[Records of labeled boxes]
□ □ □
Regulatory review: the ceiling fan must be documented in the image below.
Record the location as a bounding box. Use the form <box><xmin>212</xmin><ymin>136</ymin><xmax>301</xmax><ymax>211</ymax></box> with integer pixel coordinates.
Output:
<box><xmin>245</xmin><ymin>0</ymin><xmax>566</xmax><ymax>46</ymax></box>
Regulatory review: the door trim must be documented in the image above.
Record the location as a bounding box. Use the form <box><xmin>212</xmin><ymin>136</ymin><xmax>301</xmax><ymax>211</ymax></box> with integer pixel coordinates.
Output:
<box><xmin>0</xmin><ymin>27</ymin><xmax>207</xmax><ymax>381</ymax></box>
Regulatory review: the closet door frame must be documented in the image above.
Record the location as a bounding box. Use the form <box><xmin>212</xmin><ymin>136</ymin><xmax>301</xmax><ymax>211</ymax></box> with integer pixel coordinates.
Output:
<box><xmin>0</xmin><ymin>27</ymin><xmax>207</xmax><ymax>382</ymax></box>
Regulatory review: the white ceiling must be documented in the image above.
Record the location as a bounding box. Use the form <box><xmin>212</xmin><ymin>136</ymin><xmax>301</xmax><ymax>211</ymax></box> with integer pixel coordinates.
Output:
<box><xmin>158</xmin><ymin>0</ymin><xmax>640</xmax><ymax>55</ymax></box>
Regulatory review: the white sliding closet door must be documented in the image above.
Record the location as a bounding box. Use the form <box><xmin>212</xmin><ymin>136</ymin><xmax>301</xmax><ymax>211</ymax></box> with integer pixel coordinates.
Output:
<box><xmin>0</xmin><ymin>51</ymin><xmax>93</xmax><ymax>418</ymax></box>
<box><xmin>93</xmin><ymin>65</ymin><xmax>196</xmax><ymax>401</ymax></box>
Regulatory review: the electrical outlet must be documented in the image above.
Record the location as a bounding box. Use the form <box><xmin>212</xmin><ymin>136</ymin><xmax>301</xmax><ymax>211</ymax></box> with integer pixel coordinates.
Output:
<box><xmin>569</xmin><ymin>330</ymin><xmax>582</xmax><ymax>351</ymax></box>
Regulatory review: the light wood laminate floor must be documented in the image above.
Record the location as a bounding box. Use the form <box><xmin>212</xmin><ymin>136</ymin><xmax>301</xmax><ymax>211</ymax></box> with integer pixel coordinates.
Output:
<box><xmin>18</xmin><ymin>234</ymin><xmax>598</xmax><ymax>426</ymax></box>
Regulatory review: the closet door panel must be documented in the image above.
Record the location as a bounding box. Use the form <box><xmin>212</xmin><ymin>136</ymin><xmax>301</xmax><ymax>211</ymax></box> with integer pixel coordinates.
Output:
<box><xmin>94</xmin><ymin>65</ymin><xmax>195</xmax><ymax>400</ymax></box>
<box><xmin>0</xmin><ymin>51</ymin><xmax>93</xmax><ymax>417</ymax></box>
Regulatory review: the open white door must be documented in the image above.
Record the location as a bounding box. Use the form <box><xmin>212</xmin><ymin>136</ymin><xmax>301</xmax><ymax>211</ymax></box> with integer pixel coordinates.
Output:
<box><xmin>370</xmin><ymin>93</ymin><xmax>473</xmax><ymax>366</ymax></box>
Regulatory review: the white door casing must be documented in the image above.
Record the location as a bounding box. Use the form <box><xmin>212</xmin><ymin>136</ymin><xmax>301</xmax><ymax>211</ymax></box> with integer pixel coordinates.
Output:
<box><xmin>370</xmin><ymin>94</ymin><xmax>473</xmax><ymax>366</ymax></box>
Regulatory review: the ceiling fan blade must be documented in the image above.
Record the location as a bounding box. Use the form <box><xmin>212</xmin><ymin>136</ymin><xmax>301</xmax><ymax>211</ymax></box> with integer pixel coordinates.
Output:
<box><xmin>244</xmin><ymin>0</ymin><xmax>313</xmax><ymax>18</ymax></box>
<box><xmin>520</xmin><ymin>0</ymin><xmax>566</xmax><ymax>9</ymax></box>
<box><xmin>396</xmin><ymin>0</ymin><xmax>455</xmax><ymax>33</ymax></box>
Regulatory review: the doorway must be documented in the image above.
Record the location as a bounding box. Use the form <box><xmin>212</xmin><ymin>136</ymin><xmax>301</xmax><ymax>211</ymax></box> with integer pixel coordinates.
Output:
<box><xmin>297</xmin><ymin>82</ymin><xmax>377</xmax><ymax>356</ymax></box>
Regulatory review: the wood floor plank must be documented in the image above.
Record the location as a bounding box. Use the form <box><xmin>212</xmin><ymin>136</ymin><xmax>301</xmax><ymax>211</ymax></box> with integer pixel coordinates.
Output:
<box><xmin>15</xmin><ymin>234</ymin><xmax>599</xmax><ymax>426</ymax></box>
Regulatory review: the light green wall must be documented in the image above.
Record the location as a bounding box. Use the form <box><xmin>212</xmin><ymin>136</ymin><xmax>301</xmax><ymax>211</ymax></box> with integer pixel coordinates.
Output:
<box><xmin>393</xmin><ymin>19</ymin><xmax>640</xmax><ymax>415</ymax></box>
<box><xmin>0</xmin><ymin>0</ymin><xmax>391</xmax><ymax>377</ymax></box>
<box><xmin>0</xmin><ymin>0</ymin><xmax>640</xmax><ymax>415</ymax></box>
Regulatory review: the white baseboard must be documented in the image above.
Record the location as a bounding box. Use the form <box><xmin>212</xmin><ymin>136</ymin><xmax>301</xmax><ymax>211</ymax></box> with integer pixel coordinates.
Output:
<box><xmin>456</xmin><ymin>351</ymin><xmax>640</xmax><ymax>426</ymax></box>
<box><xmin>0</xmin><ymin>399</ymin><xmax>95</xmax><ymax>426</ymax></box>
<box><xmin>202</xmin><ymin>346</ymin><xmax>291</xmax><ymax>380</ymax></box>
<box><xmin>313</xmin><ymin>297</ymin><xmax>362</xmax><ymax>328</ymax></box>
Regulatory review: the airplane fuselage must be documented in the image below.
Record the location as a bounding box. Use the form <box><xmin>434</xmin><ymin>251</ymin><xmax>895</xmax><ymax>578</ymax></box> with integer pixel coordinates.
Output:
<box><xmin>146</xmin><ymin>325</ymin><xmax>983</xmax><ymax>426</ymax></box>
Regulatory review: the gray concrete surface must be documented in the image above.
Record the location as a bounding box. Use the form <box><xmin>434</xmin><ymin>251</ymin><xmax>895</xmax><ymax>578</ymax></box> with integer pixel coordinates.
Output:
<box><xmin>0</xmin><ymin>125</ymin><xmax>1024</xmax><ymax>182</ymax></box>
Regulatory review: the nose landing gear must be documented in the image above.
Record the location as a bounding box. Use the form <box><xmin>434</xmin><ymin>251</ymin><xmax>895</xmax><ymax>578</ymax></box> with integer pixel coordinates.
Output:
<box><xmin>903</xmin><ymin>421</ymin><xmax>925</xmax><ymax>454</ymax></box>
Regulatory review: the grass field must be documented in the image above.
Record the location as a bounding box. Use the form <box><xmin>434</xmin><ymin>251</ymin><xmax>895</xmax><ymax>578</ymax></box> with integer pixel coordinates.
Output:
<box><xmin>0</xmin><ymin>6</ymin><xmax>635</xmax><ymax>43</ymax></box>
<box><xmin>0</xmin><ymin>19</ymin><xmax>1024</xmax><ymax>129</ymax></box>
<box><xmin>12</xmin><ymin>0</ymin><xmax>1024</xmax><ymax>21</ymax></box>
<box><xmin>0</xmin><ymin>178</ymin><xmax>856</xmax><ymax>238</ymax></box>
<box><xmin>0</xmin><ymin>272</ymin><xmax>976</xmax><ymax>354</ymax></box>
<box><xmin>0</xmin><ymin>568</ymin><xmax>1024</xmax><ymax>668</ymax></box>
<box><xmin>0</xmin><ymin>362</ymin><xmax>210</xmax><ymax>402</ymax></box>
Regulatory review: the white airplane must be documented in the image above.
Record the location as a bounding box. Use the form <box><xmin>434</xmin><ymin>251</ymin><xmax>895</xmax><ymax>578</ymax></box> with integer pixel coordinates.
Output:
□ □ □
Give back exactly the lines that run from the line with "Regulatory review: the airplane" through the close of the material, counting both ends, and nothing more.

Regulatory review: the airplane fuselage must be documented in the image below.
Record the location as a bounding box. Use the form <box><xmin>434</xmin><ymin>251</ymin><xmax>895</xmax><ymax>578</ymax></box> with integer pixel coordinates.
Output:
<box><xmin>146</xmin><ymin>325</ymin><xmax>983</xmax><ymax>426</ymax></box>
Regulatory review: the gray concrete surface must be documented in the image above.
Record the location as a bounding box. Use the form <box><xmin>434</xmin><ymin>251</ymin><xmax>895</xmax><ymax>578</ymax></box> with integer pixel coordinates.
Output:
<box><xmin>0</xmin><ymin>125</ymin><xmax>1024</xmax><ymax>182</ymax></box>
Regulatory review: the nose landing gear must be documented in the image above.
Record the location as a bounding box. Use the form <box><xmin>434</xmin><ymin>251</ymin><xmax>895</xmax><ymax>578</ymax></box> with integer pixel coordinates.
Output:
<box><xmin>903</xmin><ymin>421</ymin><xmax>925</xmax><ymax>454</ymax></box>
Regulatory review: the grass field must be documented in the image above.
Record the location as a bounding box. Use the form <box><xmin>434</xmin><ymin>251</ymin><xmax>895</xmax><ymax>578</ymax></box> with integer pixel coordinates.
Output:
<box><xmin>0</xmin><ymin>6</ymin><xmax>635</xmax><ymax>43</ymax></box>
<box><xmin>0</xmin><ymin>19</ymin><xmax>1024</xmax><ymax>129</ymax></box>
<box><xmin>12</xmin><ymin>0</ymin><xmax>1024</xmax><ymax>21</ymax></box>
<box><xmin>0</xmin><ymin>178</ymin><xmax>856</xmax><ymax>238</ymax></box>
<box><xmin>0</xmin><ymin>272</ymin><xmax>976</xmax><ymax>354</ymax></box>
<box><xmin>0</xmin><ymin>568</ymin><xmax>1024</xmax><ymax>668</ymax></box>
<box><xmin>0</xmin><ymin>362</ymin><xmax>210</xmax><ymax>402</ymax></box>
Regulatory review: the white airplane must be documented in the image above.
Record the location as a bounding box. Use the form <box><xmin>434</xmin><ymin>251</ymin><xmax>895</xmax><ymax>578</ymax></box> with integer pixel coordinates.
Output:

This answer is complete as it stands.